_Problem to solve:_
Take the rows from the line containing "Reviewer note: confirm that each instance of the white sock" through the line containing "[(212, 145), (221, 164)]" and swap every "keypoint" for "marker", leaving all else unchanged. Give back only those lines.

/---

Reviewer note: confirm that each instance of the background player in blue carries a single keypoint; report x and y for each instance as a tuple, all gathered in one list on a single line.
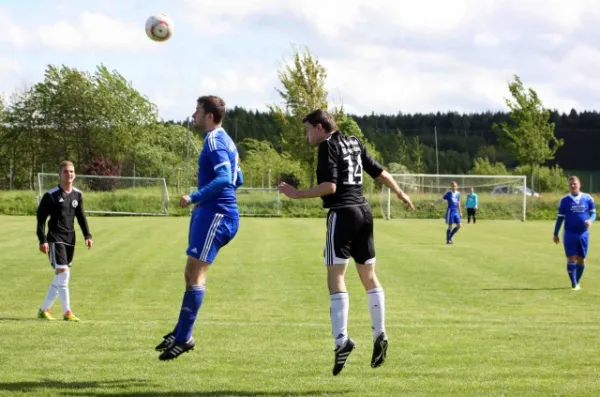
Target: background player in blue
[(472, 204), (453, 213), (578, 212), (215, 219)]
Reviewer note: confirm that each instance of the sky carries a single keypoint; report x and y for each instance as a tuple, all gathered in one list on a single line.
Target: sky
[(382, 56)]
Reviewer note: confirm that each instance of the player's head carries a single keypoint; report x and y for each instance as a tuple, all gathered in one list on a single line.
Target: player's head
[(67, 172), (318, 125), (210, 111), (574, 184)]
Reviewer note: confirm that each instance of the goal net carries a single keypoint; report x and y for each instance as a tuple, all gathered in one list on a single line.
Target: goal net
[(115, 195), (499, 196)]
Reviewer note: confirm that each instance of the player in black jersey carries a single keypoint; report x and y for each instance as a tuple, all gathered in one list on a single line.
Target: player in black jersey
[(62, 203), (341, 160)]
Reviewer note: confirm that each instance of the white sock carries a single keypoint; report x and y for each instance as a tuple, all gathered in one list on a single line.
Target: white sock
[(50, 297), (340, 304), (377, 310), (61, 280)]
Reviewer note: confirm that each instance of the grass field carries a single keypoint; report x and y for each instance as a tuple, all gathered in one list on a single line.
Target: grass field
[(492, 315)]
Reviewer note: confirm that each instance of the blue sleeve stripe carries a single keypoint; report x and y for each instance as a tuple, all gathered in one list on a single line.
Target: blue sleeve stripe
[(212, 145), (221, 164)]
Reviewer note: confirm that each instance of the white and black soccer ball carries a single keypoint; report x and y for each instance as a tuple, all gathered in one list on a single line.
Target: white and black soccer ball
[(159, 27)]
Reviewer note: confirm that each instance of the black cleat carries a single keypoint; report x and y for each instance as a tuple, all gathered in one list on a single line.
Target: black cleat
[(379, 350), (341, 355), (176, 349), (168, 340)]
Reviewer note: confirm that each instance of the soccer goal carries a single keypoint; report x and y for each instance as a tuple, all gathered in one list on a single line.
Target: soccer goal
[(116, 195), (499, 196)]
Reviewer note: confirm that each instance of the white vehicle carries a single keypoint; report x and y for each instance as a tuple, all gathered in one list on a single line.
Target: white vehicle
[(504, 190)]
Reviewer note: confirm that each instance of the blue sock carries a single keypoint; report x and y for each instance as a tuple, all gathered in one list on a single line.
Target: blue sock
[(580, 269), (572, 271), (192, 300)]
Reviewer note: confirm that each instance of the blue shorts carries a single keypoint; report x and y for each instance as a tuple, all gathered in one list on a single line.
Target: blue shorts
[(576, 244), (452, 217), (209, 232)]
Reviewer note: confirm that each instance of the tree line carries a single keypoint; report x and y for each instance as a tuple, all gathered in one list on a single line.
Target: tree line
[(102, 123)]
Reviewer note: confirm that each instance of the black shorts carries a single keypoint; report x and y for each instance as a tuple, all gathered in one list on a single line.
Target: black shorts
[(350, 234), (61, 255)]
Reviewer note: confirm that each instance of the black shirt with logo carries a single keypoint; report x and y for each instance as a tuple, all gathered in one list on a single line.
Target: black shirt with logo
[(62, 208)]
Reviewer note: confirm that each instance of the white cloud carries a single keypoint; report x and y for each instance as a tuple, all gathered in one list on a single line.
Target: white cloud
[(381, 55), (486, 40), (92, 32), (12, 33)]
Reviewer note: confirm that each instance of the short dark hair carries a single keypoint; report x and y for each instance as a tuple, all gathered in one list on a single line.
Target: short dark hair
[(214, 105), (65, 164), (322, 117)]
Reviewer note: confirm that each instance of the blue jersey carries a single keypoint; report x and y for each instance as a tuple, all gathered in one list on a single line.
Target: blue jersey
[(453, 199), (576, 210), (472, 201), (219, 150)]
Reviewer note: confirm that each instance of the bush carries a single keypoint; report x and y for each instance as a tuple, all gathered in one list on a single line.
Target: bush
[(101, 165), (545, 179)]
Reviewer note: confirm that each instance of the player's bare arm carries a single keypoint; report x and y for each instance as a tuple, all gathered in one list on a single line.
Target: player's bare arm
[(323, 189), (389, 181)]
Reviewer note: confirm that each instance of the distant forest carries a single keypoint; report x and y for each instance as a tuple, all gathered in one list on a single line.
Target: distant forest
[(461, 137)]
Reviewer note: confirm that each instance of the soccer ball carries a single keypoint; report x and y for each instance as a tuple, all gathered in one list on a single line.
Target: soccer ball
[(159, 27)]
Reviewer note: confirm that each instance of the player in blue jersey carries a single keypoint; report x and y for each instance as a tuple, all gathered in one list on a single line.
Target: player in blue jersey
[(472, 204), (577, 210), (215, 219), (453, 213)]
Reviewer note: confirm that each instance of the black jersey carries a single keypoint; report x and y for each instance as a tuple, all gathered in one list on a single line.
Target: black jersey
[(62, 208), (341, 160)]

\---

_Response to this exercise:_
Reviewer note: confirm that each instance of the white sock carries a single marker; report x and y for each instance as a tuple, all gathered in one list on a single line.
Target: white sock
[(50, 297), (340, 304), (377, 310), (61, 280)]
Reviewer note: confirm that each instance of the grass field carries a single marker; report x and y for each instance as a tuple, all gathered in one list on a single line.
Target: grass field
[(492, 315)]
Reviewer note: confirm that each instance of the blue sleeve stripe carries a single marker; report x and y for each instance as a tuple, all gathered in one list on a single line.
Target: blue sleeve stripe
[(212, 145), (221, 164)]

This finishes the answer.